Trecho fornecido –
___
LAURINDO LALO LEAL Fº
ESPECIAL PARA A FOLHA

O barulho em torno da guerra dominical pela audiência da TV vai acabar logo. Já foi assim outras vezes. Os mais velhos lembram do espírito do "Seu Sete", baixando nos auditórios do Chacrinha, Flávio Cavalcanti e Silvio Santos nos idos de agosto de 1971. Foi um alvoroço.
A ditadura ameaçou intervir, mas os produtores foram rápidos, "domesticaram" os seus programas e tocaram em frente. A história vai se repetir.
O domingo televisivo ficará menos emocionante sem o "sushi erótico" ou os seios de fora, mas nem por isso menos imbecilizado. Ou antes desses pratos "quentes" serem servidos, havia vida inteligente naqueles programas? Claro que não.
Como não há em quase toda a programação da TV comercial brasileira que vai da Xuxa ao Ratinho, passando por diversas rotas do crime. São pratos diários, que não provocam tanto escândalo, mas que talvez sejam ainda mais perniciosos do que os do cardápio dominical.
Só existe uma saída: a criação de mecanismos democráticos de controle público da TV. Trata-se de um tabu que precisa ser enfrentado com coragem. Longos anos vividos sob censura fazem com que muita gente tenha calafrios ao ouvir essa proposta.
Desse temor se aproveitam alguns interessados na preservação do atual estado de coisas. Para tanto, usam argumentos frágeis, do tipo "não gostou muda de canal". Como se isso mudasse alguma coisa, num mercado que não permite qualquer possibilidade de escolha real e onde todas as ofertas são iguais.
A melhor TV do mundo, a do Reino Unido, só é tão boa porque funciona sob controle. Para isso, o Parlamento criou dois órgãos. Um deles é o Broadcasting Standards Council, que acompanha temas que possam ferir o "bom gosto e a decência", o uso correto da língua e a dignidade dos cidadãos na cobertura de "desastres naturais ou tragédias humanas".
O outro órgão é a Broadcasting Complaints Comission que analisa as queixas dos telespectadores, que vão da invasão de privacidade até o tratamento considerado grosseiro com algum entrevistado. Além da existência de um permanente controle de qualidade exercido pelos conselhos diretores da BBC e da ITC, o órgão regulador da tevê comercial.
___
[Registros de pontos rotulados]

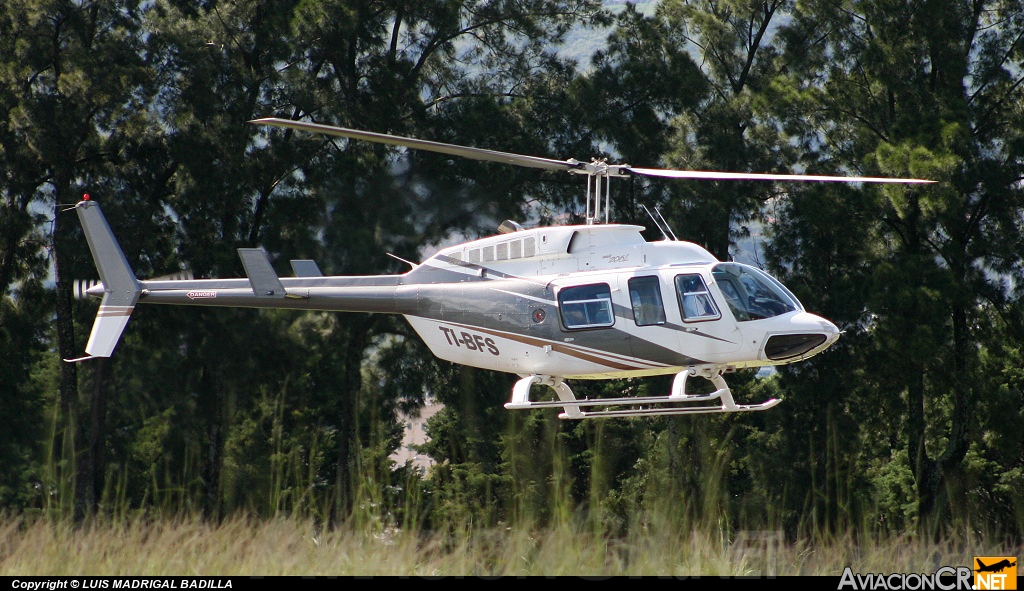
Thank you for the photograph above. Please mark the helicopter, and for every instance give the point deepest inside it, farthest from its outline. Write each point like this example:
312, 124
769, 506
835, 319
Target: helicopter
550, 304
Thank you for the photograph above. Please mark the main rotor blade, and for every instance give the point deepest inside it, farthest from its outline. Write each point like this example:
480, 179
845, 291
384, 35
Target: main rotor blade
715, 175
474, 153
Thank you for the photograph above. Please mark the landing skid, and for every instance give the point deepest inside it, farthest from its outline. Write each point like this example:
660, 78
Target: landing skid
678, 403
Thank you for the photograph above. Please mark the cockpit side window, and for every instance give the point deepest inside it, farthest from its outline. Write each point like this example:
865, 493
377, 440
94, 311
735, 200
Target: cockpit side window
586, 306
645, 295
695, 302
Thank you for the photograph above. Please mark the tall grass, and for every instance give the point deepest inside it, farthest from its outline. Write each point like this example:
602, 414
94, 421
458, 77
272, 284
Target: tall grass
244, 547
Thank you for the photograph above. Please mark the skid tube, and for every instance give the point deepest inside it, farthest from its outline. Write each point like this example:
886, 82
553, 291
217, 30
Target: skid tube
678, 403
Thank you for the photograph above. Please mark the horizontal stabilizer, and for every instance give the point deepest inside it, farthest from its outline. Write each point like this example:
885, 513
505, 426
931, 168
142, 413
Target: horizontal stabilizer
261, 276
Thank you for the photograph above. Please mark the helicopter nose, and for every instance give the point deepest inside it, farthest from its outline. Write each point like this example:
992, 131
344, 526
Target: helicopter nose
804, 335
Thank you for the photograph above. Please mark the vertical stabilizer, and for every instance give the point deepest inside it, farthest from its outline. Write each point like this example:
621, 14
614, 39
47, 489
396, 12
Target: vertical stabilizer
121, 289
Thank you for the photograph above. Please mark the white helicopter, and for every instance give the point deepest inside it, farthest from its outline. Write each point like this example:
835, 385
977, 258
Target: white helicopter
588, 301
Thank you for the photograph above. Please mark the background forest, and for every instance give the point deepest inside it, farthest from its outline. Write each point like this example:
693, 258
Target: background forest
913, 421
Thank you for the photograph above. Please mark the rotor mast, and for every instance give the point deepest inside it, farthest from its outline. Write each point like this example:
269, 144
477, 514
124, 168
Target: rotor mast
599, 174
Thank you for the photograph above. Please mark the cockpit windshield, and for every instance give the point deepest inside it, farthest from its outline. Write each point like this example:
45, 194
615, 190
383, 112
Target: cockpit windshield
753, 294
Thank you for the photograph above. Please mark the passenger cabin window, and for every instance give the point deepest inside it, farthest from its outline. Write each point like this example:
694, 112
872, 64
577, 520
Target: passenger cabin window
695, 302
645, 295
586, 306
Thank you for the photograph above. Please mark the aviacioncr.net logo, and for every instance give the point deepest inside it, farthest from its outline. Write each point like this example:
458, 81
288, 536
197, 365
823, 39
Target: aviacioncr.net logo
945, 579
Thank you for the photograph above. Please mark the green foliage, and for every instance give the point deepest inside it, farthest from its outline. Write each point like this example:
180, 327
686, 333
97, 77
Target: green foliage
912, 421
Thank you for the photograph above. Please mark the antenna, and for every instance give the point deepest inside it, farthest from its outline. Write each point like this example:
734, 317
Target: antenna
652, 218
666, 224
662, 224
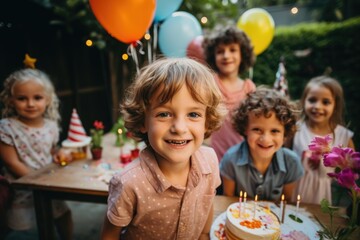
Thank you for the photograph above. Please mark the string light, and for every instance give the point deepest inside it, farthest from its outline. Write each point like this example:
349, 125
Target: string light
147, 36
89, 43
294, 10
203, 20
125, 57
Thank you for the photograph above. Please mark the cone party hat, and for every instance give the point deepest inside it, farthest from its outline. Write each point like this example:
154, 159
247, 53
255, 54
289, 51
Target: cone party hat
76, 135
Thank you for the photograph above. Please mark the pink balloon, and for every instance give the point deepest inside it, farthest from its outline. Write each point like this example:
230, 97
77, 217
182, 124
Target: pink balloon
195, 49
___
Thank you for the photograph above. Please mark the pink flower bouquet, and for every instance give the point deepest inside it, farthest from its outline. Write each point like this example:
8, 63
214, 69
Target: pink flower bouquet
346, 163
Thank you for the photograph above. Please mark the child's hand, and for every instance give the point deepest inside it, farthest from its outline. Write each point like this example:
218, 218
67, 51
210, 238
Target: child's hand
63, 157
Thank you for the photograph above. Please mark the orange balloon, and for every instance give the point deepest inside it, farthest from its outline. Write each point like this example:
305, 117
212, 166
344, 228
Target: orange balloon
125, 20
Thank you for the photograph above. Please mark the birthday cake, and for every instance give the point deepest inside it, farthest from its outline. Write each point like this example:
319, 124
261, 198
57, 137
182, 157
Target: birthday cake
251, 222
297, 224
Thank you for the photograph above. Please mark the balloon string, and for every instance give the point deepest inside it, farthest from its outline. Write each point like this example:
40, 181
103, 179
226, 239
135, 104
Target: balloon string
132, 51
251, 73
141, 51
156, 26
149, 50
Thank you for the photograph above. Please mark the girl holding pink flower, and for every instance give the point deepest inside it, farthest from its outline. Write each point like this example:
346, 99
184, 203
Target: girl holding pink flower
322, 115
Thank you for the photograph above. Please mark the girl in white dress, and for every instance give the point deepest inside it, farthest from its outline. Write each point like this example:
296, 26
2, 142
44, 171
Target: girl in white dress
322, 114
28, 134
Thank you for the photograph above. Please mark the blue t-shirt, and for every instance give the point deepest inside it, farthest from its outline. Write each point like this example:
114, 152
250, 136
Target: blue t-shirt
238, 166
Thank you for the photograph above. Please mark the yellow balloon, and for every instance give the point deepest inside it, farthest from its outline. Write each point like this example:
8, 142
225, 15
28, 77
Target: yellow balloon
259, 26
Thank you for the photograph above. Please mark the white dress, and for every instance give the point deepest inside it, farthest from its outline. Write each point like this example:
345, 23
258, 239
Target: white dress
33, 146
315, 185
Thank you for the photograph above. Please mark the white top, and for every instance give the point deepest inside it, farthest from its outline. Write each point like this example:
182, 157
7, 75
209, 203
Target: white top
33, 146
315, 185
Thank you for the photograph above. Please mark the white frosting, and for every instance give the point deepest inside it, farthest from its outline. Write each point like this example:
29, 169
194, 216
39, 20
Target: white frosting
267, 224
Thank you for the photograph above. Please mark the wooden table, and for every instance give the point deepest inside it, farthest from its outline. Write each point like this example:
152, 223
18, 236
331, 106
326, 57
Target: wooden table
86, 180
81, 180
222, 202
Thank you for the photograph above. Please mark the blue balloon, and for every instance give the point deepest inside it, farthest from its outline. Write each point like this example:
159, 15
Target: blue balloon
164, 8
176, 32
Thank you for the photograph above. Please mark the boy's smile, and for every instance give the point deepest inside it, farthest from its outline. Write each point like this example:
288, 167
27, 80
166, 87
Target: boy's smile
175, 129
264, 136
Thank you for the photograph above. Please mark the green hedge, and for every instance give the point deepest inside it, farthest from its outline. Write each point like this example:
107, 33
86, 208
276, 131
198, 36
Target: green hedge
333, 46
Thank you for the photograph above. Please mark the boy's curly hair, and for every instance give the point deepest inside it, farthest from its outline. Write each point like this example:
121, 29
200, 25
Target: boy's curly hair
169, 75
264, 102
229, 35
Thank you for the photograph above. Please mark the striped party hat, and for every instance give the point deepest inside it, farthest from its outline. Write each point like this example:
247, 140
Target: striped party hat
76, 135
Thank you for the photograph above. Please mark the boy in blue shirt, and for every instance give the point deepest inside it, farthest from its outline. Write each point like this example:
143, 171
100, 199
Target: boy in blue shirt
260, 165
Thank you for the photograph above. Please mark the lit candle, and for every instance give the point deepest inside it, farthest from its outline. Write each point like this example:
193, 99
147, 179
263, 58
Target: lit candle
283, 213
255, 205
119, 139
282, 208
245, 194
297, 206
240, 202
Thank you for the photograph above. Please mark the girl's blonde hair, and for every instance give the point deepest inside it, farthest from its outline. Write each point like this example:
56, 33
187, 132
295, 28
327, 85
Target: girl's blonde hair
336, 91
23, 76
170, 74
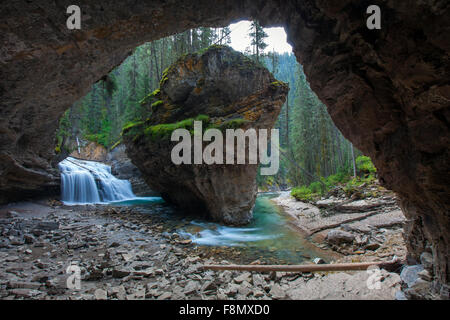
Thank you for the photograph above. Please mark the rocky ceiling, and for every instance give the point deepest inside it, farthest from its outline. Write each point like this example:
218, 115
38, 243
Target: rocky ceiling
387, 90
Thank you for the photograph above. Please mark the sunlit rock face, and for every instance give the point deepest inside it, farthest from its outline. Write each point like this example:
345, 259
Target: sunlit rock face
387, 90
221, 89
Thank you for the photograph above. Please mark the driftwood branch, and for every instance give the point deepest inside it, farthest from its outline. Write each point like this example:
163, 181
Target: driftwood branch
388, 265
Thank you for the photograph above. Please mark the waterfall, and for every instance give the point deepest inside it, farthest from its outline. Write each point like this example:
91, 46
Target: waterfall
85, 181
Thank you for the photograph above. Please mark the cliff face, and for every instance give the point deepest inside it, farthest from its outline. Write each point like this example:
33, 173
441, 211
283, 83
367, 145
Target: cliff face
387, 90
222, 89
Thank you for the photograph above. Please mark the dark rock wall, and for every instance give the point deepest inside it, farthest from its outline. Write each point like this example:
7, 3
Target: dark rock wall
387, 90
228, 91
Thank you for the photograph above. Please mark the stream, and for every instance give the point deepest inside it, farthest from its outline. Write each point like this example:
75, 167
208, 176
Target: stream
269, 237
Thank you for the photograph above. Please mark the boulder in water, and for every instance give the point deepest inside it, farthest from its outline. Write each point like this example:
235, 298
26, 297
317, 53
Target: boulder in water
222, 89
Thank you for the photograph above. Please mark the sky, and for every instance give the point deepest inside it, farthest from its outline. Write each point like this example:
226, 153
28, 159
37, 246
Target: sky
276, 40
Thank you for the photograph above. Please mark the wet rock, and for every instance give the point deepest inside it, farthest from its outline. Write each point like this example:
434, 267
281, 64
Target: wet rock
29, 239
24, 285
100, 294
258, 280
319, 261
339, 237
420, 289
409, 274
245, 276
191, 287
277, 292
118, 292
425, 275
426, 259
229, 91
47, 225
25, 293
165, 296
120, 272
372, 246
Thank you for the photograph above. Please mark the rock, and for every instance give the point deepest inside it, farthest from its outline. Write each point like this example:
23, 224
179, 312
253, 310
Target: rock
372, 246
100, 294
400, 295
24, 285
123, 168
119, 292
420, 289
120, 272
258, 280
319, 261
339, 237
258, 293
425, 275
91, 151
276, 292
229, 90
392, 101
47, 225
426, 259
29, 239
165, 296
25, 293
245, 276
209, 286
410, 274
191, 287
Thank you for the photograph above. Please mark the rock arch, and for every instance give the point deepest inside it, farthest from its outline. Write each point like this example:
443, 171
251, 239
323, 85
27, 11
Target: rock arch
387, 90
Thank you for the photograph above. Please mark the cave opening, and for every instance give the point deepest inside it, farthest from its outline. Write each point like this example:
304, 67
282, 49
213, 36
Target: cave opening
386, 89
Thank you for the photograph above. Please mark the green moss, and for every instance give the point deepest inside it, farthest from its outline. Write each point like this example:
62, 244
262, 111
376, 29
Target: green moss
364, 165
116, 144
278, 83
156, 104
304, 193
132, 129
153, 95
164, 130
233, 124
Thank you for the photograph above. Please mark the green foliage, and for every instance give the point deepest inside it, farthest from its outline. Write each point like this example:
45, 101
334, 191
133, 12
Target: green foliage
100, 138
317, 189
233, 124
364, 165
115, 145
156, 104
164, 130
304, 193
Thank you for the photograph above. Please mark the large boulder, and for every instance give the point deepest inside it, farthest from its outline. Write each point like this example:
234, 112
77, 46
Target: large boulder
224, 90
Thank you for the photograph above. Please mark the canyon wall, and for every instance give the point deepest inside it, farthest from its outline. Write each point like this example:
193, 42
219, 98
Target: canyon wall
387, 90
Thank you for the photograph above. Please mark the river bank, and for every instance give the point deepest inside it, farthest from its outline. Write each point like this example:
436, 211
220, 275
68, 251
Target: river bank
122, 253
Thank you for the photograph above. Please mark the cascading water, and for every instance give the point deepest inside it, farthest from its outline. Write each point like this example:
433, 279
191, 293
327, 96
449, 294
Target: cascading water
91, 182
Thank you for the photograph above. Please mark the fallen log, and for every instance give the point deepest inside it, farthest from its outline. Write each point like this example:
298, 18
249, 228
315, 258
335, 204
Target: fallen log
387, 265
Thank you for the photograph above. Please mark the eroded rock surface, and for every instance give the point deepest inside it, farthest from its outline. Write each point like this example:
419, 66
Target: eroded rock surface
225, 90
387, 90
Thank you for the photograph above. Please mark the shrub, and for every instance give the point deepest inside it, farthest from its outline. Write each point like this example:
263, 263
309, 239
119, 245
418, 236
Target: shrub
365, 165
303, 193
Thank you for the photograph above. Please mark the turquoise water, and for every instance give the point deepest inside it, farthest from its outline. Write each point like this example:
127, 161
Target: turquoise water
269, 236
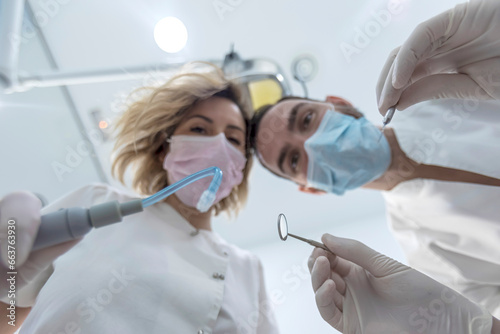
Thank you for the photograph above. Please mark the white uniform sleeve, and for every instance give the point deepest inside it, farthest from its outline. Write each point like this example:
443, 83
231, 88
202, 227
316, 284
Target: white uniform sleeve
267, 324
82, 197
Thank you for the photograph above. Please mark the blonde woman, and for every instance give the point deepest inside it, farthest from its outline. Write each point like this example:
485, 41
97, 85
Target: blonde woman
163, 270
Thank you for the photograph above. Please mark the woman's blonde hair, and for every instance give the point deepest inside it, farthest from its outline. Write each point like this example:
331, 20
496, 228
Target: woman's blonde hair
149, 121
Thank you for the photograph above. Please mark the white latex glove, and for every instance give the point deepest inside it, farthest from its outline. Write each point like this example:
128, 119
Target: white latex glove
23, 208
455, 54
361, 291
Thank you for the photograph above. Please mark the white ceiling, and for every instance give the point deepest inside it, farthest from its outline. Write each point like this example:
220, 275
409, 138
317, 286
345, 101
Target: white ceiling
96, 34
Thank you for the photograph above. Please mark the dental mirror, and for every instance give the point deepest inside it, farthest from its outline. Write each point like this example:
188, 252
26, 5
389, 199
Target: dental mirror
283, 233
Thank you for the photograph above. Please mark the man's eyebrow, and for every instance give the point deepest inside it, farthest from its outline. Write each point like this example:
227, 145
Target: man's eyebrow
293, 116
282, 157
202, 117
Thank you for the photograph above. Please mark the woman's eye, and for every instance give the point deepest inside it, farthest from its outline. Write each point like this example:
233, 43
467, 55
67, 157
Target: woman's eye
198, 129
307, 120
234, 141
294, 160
___
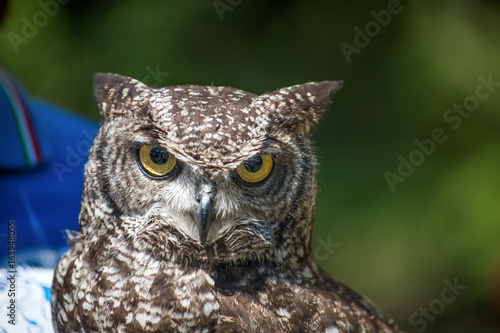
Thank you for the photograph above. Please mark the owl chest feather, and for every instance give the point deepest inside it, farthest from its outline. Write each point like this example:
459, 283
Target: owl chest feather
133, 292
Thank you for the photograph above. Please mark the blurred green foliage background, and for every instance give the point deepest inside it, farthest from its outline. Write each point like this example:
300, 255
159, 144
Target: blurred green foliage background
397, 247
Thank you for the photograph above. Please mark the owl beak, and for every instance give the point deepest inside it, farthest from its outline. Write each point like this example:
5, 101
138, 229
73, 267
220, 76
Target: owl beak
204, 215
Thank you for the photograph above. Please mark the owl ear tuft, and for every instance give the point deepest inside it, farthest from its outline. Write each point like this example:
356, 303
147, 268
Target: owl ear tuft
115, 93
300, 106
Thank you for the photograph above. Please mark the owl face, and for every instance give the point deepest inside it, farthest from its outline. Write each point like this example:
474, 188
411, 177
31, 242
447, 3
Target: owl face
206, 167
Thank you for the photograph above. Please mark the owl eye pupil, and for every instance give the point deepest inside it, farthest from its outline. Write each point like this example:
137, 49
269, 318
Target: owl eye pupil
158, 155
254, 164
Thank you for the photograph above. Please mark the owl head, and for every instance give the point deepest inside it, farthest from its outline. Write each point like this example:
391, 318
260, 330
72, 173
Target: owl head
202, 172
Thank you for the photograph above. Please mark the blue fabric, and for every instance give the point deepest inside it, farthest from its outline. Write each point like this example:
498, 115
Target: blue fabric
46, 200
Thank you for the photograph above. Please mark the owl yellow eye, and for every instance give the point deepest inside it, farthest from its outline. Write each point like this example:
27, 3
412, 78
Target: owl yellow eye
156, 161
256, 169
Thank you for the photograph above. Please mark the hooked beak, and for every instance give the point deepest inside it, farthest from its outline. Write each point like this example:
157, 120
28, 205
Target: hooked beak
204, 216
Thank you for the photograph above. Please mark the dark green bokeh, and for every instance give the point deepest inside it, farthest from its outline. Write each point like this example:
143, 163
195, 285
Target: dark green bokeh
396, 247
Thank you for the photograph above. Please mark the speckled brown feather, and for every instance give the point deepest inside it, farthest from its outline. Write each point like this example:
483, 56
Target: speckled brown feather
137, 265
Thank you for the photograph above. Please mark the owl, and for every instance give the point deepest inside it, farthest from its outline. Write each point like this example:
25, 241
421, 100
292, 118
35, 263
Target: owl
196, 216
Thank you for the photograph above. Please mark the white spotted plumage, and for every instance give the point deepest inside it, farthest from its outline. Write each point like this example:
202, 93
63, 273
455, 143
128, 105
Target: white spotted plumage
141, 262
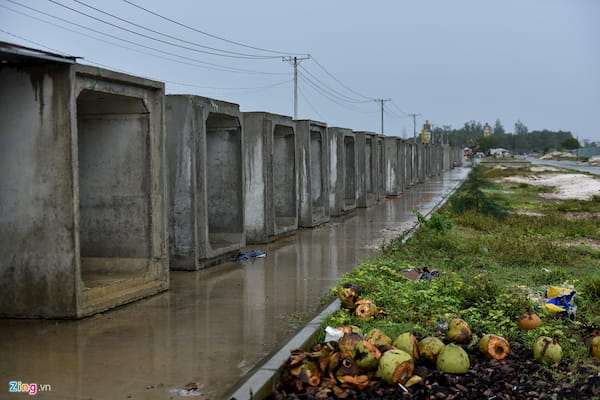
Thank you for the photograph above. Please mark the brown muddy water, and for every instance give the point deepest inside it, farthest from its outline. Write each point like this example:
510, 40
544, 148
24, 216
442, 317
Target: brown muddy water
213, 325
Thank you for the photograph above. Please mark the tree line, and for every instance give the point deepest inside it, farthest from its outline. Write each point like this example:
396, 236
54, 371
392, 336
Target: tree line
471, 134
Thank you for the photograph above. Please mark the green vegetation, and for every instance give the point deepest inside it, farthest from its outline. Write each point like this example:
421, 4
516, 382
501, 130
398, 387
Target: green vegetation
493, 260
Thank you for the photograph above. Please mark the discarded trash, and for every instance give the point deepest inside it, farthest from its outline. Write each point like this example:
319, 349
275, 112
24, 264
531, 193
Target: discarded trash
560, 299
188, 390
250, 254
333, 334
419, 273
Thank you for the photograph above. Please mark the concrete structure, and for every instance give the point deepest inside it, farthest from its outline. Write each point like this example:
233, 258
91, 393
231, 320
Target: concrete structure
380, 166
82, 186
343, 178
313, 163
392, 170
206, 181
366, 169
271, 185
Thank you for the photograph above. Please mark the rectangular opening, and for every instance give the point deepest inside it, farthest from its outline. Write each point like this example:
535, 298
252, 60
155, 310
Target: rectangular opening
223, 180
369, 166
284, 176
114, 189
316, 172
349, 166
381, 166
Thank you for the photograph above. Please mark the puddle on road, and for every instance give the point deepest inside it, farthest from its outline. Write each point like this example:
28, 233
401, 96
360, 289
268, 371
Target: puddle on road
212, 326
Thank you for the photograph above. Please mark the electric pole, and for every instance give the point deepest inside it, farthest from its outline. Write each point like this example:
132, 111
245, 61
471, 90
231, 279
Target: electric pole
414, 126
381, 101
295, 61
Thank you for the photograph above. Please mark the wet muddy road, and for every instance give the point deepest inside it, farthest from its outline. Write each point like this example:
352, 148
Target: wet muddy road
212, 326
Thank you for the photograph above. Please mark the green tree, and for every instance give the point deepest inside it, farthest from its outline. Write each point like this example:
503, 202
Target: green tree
___
Enunciado da tarefa – Reproduza, sem alterações, a parte do artigo sobre a programação da TV aos domingos que começa em "LAURINDO LALO LEAL" e segue até "vai se repetir.".

Resolução do exercício –
LAURINDO LALO LEAL Fº
ESPECIAL PARA A FOLHA

O barulho em torno da guerra dominical pela audiência da TV vai acabar logo. Já foi assim outras vezes. Os mais velhos lembram do espírito do "Seu Sete", baixando nos auditórios do Chacrinha, Flávio Cavalcanti e Silvio Santos nos idos de agosto de 1971. Foi um alvoroço.
A ditadura ameaçou intervir, mas os produtores foram rápidos, "domesticaram" os seus programas e tocaram em frente. A história vai se repetir.